How many lines in the entries below contain the string "beige"? Reply with the number alone.

***** Records for this task

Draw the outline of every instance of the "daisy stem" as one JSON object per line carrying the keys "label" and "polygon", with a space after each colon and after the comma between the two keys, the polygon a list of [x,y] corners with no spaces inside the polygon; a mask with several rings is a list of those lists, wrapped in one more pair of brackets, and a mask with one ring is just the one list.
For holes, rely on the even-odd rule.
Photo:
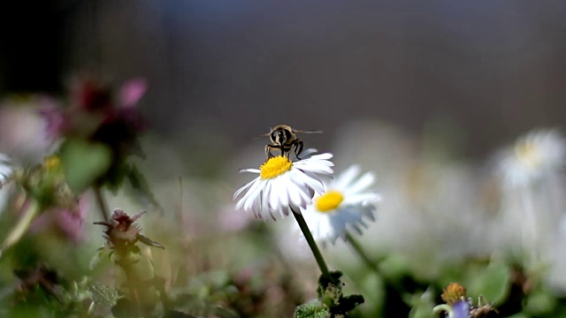
{"label": "daisy stem", "polygon": [[363,251],[363,248],[362,248],[360,243],[356,238],[354,238],[352,234],[350,234],[348,231],[346,231],[346,241],[348,241],[350,246],[352,246],[352,249],[354,249],[354,252],[356,252],[356,254],[360,256],[362,261],[363,261],[365,265],[367,265],[370,269],[373,270],[376,274],[381,274],[379,273],[378,265],[370,259],[370,256],[368,256],[365,251]]}
{"label": "daisy stem", "polygon": [[328,266],[326,266],[326,262],[322,257],[322,254],[320,253],[320,250],[318,249],[318,246],[317,246],[317,243],[315,242],[315,239],[310,233],[310,230],[309,230],[307,222],[304,220],[304,217],[302,217],[302,214],[297,213],[294,210],[292,211],[294,219],[297,220],[297,223],[299,223],[299,227],[302,231],[302,235],[304,235],[304,238],[307,239],[307,243],[309,243],[309,247],[310,247],[310,250],[315,256],[315,260],[317,260],[317,264],[318,264],[318,268],[320,268],[322,275],[325,276],[329,276],[330,271],[328,270]]}

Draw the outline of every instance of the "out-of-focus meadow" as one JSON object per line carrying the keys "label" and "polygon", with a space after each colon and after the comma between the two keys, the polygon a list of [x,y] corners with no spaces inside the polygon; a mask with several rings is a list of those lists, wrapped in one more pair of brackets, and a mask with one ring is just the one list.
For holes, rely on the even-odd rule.
{"label": "out-of-focus meadow", "polygon": [[348,228],[374,267],[320,244],[364,298],[348,316],[443,317],[450,283],[496,308],[470,317],[566,316],[560,1],[32,3],[0,4],[0,316],[320,298],[293,217],[233,200],[278,124],[376,178],[375,221]]}

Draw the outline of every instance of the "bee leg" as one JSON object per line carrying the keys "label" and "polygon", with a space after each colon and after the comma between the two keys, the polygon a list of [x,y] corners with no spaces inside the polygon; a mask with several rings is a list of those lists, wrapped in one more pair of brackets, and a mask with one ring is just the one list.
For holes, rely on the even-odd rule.
{"label": "bee leg", "polygon": [[274,157],[273,154],[272,154],[272,149],[273,148],[279,149],[280,148],[276,145],[265,145],[265,155],[267,156],[267,159]]}
{"label": "bee leg", "polygon": [[299,155],[301,155],[302,152],[302,141],[299,140],[294,140],[294,155],[299,160],[301,160],[301,158],[299,157]]}

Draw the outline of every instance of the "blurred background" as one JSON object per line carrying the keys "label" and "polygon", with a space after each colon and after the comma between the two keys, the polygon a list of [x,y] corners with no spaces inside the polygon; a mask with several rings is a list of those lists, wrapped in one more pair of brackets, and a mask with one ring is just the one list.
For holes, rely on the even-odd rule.
{"label": "blurred background", "polygon": [[[240,147],[272,125],[437,116],[468,155],[566,119],[560,1],[80,1],[0,4],[0,92],[63,92],[78,70],[145,77],[156,132]],[[207,138],[203,132],[202,138]]]}
{"label": "blurred background", "polygon": [[[143,78],[138,109],[150,130],[146,157],[135,160],[162,213],[124,192],[104,194],[111,208],[150,209],[140,223],[167,247],[154,257],[172,294],[186,292],[175,289],[186,287],[177,284],[182,271],[199,277],[187,280],[197,299],[203,285],[240,288],[241,299],[222,302],[234,317],[288,317],[316,296],[317,269],[289,234],[292,220],[256,222],[232,201],[251,180],[238,169],[264,159],[261,135],[287,124],[323,131],[301,138],[333,152],[337,173],[358,163],[377,177],[384,200],[360,239],[383,273],[341,242],[325,249],[349,292],[366,296],[354,316],[430,317],[452,281],[484,294],[501,316],[566,315],[563,171],[545,175],[536,191],[527,186],[544,216],[531,243],[546,270],[528,272],[524,193],[498,170],[498,154],[518,136],[563,128],[565,34],[560,0],[3,2],[0,153],[18,164],[41,162],[52,149],[37,113],[42,96],[65,101],[77,76],[117,87]],[[86,234],[73,240],[76,267],[45,252],[52,246],[37,258],[73,279],[111,284],[88,267],[103,243],[90,226],[99,218],[87,215]],[[34,239],[26,244],[46,244]],[[2,283],[15,279],[2,273]],[[251,309],[249,299],[257,302]]]}

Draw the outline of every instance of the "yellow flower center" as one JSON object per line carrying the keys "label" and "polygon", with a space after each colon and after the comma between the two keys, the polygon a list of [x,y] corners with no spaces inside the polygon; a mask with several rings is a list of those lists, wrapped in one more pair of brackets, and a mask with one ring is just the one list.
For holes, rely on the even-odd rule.
{"label": "yellow flower center", "polygon": [[519,161],[529,168],[537,168],[540,163],[539,148],[532,142],[522,142],[515,151]]}
{"label": "yellow flower center", "polygon": [[466,297],[466,288],[458,283],[450,283],[440,297],[447,304],[453,305]]}
{"label": "yellow flower center", "polygon": [[278,155],[269,158],[259,167],[261,170],[259,175],[262,178],[272,178],[290,170],[291,167],[293,167],[293,163],[288,158]]}
{"label": "yellow flower center", "polygon": [[342,193],[338,191],[329,191],[317,199],[315,207],[319,212],[332,211],[338,208],[342,200],[344,200]]}
{"label": "yellow flower center", "polygon": [[50,155],[43,159],[43,167],[48,171],[55,171],[61,166],[61,159],[57,155]]}

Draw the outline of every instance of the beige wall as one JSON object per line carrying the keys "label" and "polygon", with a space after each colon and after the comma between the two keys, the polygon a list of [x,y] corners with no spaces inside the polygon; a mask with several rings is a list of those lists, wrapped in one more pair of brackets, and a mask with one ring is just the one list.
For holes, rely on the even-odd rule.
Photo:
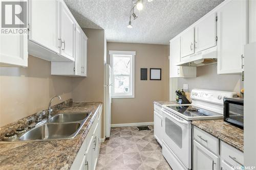
{"label": "beige wall", "polygon": [[[136,51],[135,98],[113,99],[112,124],[153,122],[154,101],[169,98],[168,46],[146,44],[108,42],[110,50]],[[140,80],[140,68],[148,68],[148,80]],[[149,80],[150,68],[162,68],[162,80]]]}
{"label": "beige wall", "polygon": [[188,91],[194,88],[235,91],[240,93],[244,87],[241,75],[218,75],[217,65],[211,64],[197,67],[196,78],[178,78],[178,88],[183,84],[188,84]]}
{"label": "beige wall", "polygon": [[32,56],[27,68],[0,67],[0,127],[46,109],[55,94],[72,98],[71,79],[51,76],[51,63]]}

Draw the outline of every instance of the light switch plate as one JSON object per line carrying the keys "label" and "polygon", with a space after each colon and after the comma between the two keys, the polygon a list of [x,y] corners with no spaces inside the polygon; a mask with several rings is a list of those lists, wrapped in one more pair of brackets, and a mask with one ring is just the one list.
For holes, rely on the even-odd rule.
{"label": "light switch plate", "polygon": [[183,84],[183,90],[188,90],[188,84]]}

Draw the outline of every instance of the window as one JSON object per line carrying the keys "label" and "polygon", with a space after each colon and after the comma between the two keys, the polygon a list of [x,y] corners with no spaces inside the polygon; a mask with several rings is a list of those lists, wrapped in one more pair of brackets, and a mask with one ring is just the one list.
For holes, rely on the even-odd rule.
{"label": "window", "polygon": [[135,52],[110,51],[112,98],[134,98]]}

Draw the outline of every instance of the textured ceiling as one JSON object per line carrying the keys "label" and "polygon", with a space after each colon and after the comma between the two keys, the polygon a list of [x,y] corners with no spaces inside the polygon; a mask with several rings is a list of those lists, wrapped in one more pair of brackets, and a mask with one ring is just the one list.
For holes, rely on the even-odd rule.
{"label": "textured ceiling", "polygon": [[[108,42],[168,44],[223,0],[144,0],[127,28],[132,0],[64,0],[82,28],[103,29]],[[136,8],[135,8],[136,9]]]}

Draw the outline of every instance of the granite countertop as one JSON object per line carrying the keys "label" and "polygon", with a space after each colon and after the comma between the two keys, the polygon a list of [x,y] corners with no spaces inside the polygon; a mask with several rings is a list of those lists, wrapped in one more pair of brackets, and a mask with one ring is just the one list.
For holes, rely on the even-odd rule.
{"label": "granite countertop", "polygon": [[155,101],[153,102],[154,104],[158,105],[158,106],[162,107],[163,105],[178,105],[178,103],[176,101]]}
{"label": "granite countertop", "polygon": [[58,111],[92,111],[73,139],[0,144],[0,169],[69,169],[101,106],[99,102],[72,103]]}
{"label": "granite countertop", "polygon": [[223,119],[193,120],[192,124],[244,152],[244,130]]}

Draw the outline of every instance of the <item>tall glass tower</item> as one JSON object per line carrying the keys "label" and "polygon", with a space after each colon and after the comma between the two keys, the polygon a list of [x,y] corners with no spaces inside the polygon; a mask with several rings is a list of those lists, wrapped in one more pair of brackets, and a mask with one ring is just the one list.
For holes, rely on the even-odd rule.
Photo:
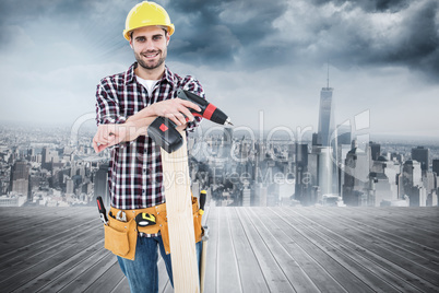
{"label": "tall glass tower", "polygon": [[332,91],[332,87],[327,86],[320,92],[318,144],[321,144],[322,146],[330,145],[331,136],[334,132]]}

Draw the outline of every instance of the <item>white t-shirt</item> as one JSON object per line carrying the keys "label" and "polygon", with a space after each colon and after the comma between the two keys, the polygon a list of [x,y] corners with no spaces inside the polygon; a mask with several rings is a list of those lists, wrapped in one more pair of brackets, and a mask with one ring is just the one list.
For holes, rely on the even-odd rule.
{"label": "white t-shirt", "polygon": [[140,84],[145,86],[145,89],[146,89],[149,94],[151,94],[153,92],[153,89],[154,89],[155,84],[158,82],[158,80],[156,80],[156,81],[154,81],[154,80],[144,80],[144,79],[139,78],[138,75],[135,75],[135,78],[138,79],[138,82]]}

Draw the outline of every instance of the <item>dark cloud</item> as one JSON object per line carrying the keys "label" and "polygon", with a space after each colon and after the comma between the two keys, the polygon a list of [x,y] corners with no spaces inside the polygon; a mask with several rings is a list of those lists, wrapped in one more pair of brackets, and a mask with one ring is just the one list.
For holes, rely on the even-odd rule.
{"label": "dark cloud", "polygon": [[230,66],[240,54],[254,52],[274,33],[273,21],[282,15],[285,1],[181,1],[169,5],[169,14],[181,33],[174,37],[186,46],[175,48],[178,59]]}
{"label": "dark cloud", "polygon": [[[180,61],[258,69],[332,60],[439,73],[436,0],[173,1],[167,9]],[[280,20],[290,23],[280,30]]]}
{"label": "dark cloud", "polygon": [[[331,60],[337,67],[402,66],[439,73],[437,0],[158,1],[176,25],[169,59],[263,69]],[[0,49],[69,43],[107,60],[138,1],[0,1]],[[72,52],[74,54],[74,52]]]}
{"label": "dark cloud", "polygon": [[316,5],[332,3],[341,7],[349,4],[352,8],[359,7],[367,12],[398,12],[406,8],[411,0],[311,0],[311,2]]}

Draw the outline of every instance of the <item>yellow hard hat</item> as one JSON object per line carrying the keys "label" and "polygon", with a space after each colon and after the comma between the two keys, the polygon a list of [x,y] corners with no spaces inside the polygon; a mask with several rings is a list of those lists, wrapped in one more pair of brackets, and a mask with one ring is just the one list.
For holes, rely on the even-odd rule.
{"label": "yellow hard hat", "polygon": [[139,27],[150,25],[163,25],[168,28],[169,36],[175,27],[166,10],[157,3],[143,1],[131,9],[124,22],[123,36],[130,40],[130,33]]}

**********

* _The output_: 4